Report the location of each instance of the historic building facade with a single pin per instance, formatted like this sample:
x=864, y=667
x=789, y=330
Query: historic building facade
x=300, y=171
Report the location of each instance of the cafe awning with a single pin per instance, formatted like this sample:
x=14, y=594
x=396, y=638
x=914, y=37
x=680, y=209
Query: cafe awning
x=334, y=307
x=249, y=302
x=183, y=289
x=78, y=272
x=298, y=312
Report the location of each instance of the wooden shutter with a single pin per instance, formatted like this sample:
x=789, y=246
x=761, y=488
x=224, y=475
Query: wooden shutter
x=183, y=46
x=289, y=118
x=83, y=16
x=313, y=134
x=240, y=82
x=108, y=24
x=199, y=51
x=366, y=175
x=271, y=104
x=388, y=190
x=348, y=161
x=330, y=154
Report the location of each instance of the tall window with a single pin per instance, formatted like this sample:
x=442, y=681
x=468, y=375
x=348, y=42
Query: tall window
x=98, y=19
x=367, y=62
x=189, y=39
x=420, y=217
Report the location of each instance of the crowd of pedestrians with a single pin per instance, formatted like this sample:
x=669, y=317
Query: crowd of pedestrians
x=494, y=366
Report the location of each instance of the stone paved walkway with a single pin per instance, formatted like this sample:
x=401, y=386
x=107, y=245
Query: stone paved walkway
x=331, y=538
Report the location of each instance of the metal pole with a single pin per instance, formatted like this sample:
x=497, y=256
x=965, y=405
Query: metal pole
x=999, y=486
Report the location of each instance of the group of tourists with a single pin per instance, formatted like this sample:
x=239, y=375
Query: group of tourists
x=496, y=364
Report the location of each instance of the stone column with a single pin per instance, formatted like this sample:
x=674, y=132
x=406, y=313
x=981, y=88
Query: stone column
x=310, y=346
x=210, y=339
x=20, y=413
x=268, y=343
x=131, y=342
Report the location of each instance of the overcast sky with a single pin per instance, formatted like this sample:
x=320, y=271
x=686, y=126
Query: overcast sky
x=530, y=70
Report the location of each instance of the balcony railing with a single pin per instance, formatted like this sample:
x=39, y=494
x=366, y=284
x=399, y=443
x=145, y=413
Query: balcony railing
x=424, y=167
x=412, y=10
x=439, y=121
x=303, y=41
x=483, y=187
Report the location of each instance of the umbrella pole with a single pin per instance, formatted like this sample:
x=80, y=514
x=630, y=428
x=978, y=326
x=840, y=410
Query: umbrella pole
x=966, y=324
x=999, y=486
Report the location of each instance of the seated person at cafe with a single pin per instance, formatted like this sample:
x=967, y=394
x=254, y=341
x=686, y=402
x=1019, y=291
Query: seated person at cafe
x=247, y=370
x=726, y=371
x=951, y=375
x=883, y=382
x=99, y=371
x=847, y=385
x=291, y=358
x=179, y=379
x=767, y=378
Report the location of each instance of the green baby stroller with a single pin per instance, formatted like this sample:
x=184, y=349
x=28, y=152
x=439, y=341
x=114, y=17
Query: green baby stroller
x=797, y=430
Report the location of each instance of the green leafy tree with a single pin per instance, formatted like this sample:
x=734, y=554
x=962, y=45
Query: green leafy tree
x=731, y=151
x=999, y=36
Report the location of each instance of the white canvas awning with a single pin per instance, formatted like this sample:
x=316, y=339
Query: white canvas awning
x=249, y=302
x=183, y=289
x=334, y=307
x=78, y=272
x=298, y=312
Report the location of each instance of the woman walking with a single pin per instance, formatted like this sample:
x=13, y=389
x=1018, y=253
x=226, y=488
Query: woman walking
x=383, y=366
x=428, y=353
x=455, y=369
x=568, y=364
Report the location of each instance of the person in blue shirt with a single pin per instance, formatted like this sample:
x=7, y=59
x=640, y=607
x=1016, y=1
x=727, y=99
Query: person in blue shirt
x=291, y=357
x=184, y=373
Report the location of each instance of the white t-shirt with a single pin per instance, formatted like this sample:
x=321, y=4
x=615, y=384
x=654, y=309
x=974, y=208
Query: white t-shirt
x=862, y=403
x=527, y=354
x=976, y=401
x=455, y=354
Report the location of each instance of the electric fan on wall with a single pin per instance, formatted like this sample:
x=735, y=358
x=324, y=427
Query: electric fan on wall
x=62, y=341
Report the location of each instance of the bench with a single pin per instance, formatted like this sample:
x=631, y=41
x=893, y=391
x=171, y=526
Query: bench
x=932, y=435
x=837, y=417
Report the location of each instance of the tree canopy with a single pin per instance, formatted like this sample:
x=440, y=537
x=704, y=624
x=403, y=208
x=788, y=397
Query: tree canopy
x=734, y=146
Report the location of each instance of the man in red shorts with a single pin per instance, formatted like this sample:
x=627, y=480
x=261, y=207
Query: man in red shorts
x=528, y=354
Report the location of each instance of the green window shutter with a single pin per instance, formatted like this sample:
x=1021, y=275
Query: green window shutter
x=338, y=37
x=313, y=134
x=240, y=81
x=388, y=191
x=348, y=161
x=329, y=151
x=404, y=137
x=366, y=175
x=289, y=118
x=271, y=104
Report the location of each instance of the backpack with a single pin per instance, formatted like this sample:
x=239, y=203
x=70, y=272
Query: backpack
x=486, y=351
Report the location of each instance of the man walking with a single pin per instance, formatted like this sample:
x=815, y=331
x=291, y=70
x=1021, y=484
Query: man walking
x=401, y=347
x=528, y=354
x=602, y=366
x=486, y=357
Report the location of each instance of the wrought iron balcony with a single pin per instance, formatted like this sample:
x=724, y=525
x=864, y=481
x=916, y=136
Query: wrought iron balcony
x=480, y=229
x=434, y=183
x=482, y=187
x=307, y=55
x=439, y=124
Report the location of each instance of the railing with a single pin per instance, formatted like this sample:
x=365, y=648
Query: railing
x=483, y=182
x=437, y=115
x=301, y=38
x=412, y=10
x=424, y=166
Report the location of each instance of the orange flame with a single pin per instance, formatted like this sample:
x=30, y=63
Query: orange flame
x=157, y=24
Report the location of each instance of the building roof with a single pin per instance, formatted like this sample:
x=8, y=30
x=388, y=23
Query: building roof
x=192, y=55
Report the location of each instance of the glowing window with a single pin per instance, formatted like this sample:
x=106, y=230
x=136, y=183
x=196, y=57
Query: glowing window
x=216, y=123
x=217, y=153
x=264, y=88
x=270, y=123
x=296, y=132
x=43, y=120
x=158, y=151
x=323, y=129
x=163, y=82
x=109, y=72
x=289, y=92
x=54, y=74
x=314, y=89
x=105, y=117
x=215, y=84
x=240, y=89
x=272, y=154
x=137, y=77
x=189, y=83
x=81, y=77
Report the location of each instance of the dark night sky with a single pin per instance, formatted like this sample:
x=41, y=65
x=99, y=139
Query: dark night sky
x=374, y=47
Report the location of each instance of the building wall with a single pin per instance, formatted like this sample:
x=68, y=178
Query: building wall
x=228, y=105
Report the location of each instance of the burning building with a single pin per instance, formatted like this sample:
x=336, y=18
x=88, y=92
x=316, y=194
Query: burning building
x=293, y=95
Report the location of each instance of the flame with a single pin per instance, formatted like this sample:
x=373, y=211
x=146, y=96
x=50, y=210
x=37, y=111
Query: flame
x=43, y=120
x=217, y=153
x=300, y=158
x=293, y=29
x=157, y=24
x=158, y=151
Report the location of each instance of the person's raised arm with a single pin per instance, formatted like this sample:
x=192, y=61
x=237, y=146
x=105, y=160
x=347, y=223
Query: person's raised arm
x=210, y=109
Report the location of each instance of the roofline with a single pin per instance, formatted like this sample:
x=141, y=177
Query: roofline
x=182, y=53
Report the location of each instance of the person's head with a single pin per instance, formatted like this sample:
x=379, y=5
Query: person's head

================

WHAT YOU WILL DO:
The full listing above should be repeated without omission.

RESPONSE TO THIS EXERCISE:
Report the location of each instance of the historic building facade with a single pin per instance, formatted like this sample:
x=864, y=667
x=789, y=330
Query: historic building facade
x=300, y=171
Report the location of each instance of the cafe awning with a single pin per instance, formatted like this sample:
x=14, y=594
x=396, y=638
x=914, y=37
x=680, y=209
Query: cafe awning
x=334, y=307
x=249, y=302
x=183, y=289
x=78, y=272
x=298, y=312
Report the location of each instance of the wooden shutter with a single pin per instance, formatted like this sample:
x=789, y=246
x=761, y=488
x=224, y=475
Query: wooden shutter
x=183, y=46
x=289, y=118
x=83, y=16
x=313, y=134
x=240, y=82
x=108, y=24
x=199, y=51
x=366, y=175
x=271, y=104
x=388, y=190
x=348, y=161
x=330, y=154
Report the location of each instance of the tall window with a single pin per instance, formatted like this sample:
x=442, y=681
x=468, y=375
x=348, y=42
Query: tall window
x=98, y=19
x=367, y=62
x=189, y=39
x=420, y=217
Report the location of each instance of the crowd of pedestrians with a single pin per instance, formatted like this sample:
x=669, y=317
Query: crowd of pedestrians
x=494, y=366
Report the location of each instance of the stone paved walkway with a single pin per instance, formatted like this sample:
x=401, y=386
x=107, y=245
Query: stone paved walkway
x=331, y=538
Report the location of each instance of the metal pole with a single pin per instance, formatted like this sample:
x=497, y=256
x=965, y=405
Query: metal pole
x=999, y=486
Report the location of each instance of the group of tourists with a single pin per instance, formatted like this sample:
x=239, y=375
Query: group of tourists
x=496, y=364
Report the location of each instance of the stone column with a single pin per instance, formatted like this sample:
x=674, y=132
x=406, y=313
x=981, y=88
Query: stone column
x=310, y=346
x=210, y=339
x=20, y=413
x=268, y=343
x=131, y=342
Report the location of each instance of the overcast sky with a single pin per instance, formatted like this sample:
x=320, y=271
x=686, y=126
Query: overcast sky
x=530, y=70
Report the location of each instance of the balcony railing with a single pin per instance, formatted like this sample:
x=39, y=494
x=366, y=284
x=399, y=443
x=145, y=413
Query: balcony railing
x=424, y=167
x=412, y=10
x=439, y=121
x=303, y=41
x=483, y=187
Report the location of each instance of the umbrella pole with a single pin per instance, formatted like this sample:
x=80, y=514
x=630, y=428
x=978, y=326
x=840, y=410
Query: umbrella pole
x=966, y=324
x=999, y=486
Report the location of each instance of the seated person at cafe with a single pin per instance, formatted like this sample:
x=967, y=394
x=254, y=341
x=686, y=402
x=1019, y=291
Query: seated person at cafe
x=247, y=370
x=726, y=371
x=951, y=375
x=883, y=382
x=99, y=371
x=847, y=385
x=291, y=358
x=179, y=379
x=767, y=378
Report the location of each instance of the green baby stroller with a single pin per instance, formatted like this sample:
x=184, y=349
x=28, y=152
x=439, y=341
x=114, y=17
Query: green baby stroller
x=797, y=430
Report the location of each instance of the green leafy tree with a single pin per instance, formatted like this sample:
x=734, y=554
x=962, y=45
Query: green leafy tree
x=731, y=151
x=999, y=36
Report the location of each instance of the white canvas awning with a single pin per instance, formatted like this sample:
x=316, y=339
Query: white canvas awning
x=249, y=302
x=183, y=289
x=334, y=307
x=78, y=272
x=298, y=312
Report the location of each instance of the woman walking with a single pin per instance, formatted like this sample:
x=13, y=389
x=1018, y=253
x=226, y=488
Query: woman walking
x=383, y=366
x=428, y=353
x=455, y=369
x=568, y=364
Report the location of each instance of the person in blue shirt with a single pin per instance, formatted like this sample:
x=7, y=59
x=640, y=607
x=1016, y=1
x=727, y=99
Query: person in blue shirt
x=291, y=357
x=184, y=373
Report the location of each instance of the white t-shirt with a single pin per instance, formatted like this sample:
x=321, y=4
x=615, y=384
x=654, y=309
x=974, y=208
Query: white t-shirt
x=862, y=403
x=527, y=354
x=976, y=401
x=455, y=354
Report the location of each instance of the electric fan on wall with a single pin per instance, formatted like this sample:
x=735, y=358
x=324, y=427
Query: electric fan on wall
x=62, y=341
Report the location of each instance of the bench with a single pin per instance, formatted like this sample:
x=631, y=41
x=893, y=391
x=171, y=526
Query: bench
x=932, y=435
x=837, y=417
Report the location of each instance of the tree canopy with a single pin per instance, formatted like this sample:
x=440, y=537
x=704, y=624
x=403, y=208
x=788, y=397
Query: tree canopy
x=734, y=146
Report the location of each instance of the man in red shorts with a single pin per instance, formatted like this sample:
x=627, y=480
x=261, y=207
Query: man in red shorts
x=528, y=354
Report the location of each instance of the green window shutter with a single pin per instance, formatted like this sample:
x=1021, y=275
Query: green window shutter
x=338, y=37
x=313, y=134
x=240, y=81
x=388, y=191
x=348, y=161
x=329, y=151
x=404, y=137
x=366, y=175
x=289, y=118
x=271, y=104
Report the location of each instance of the backpack with a single pin per instance, formatted like this sample:
x=239, y=203
x=70, y=272
Query: backpack
x=486, y=351
Report the location of each instance of the man walking with a single pin per instance, formatted like this sample:
x=815, y=331
x=291, y=70
x=1021, y=484
Query: man walking
x=401, y=347
x=528, y=354
x=602, y=366
x=486, y=357
Report the location of each instance of the wrought iron balcony with a single pin per instance, formatted like this sample:
x=724, y=525
x=864, y=481
x=916, y=136
Query: wrought iron balcony
x=480, y=229
x=434, y=183
x=482, y=187
x=307, y=55
x=439, y=124
Report the location of each instance of the railing with a single pin per instance, formatted like this sample:
x=365, y=648
Query: railing
x=483, y=182
x=437, y=115
x=301, y=38
x=412, y=10
x=424, y=166
Report the location of each instance of the orange flame with a single pin per instance, formatted like this sample:
x=30, y=63
Query: orange flame
x=157, y=24
Report the location of each instance of the building roof with a single pin per instance, formatted like this sample:
x=8, y=30
x=388, y=23
Query: building roof
x=192, y=55
Report the location of each instance of the glowing window with a single pin per instance, formatted like this sample:
x=106, y=230
x=136, y=183
x=196, y=57
Query: glowing window
x=216, y=123
x=217, y=153
x=264, y=88
x=270, y=123
x=296, y=132
x=43, y=120
x=158, y=151
x=323, y=129
x=163, y=82
x=109, y=72
x=289, y=92
x=54, y=74
x=314, y=89
x=105, y=117
x=215, y=84
x=240, y=89
x=272, y=154
x=137, y=77
x=189, y=83
x=81, y=77
Report the location of each instance of the dark night sky with a single pin per instance, formatted like this sample:
x=41, y=65
x=99, y=139
Query: dark night sky
x=374, y=47
Report the location of each instance of the building wall with a single pin per instance, formatted like this sample:
x=68, y=178
Query: building wall
x=228, y=105
Report the location of each instance of the burning building with a single pin per instance, formatted like this sample:
x=336, y=18
x=88, y=92
x=316, y=194
Query: burning building
x=293, y=95
Report the location of each instance of the flame with a single pin per instance, formatted like this sample:
x=373, y=211
x=146, y=96
x=50, y=210
x=37, y=111
Query: flame
x=43, y=120
x=217, y=153
x=300, y=158
x=293, y=29
x=157, y=24
x=158, y=151
Report the location of each instance of the person's raised arm with a single pin per instance, formatted like this sample:
x=192, y=61
x=237, y=146
x=105, y=160
x=347, y=223
Query: person's raised arm
x=210, y=109
Report the location of each instance of the roofline with a single pin per instance, formatted like this sample:
x=141, y=177
Query: roofline
x=182, y=53
Report the location of each instance of the person's head with a single pin per instance, formatted like this sample:
x=379, y=5
Query: person's head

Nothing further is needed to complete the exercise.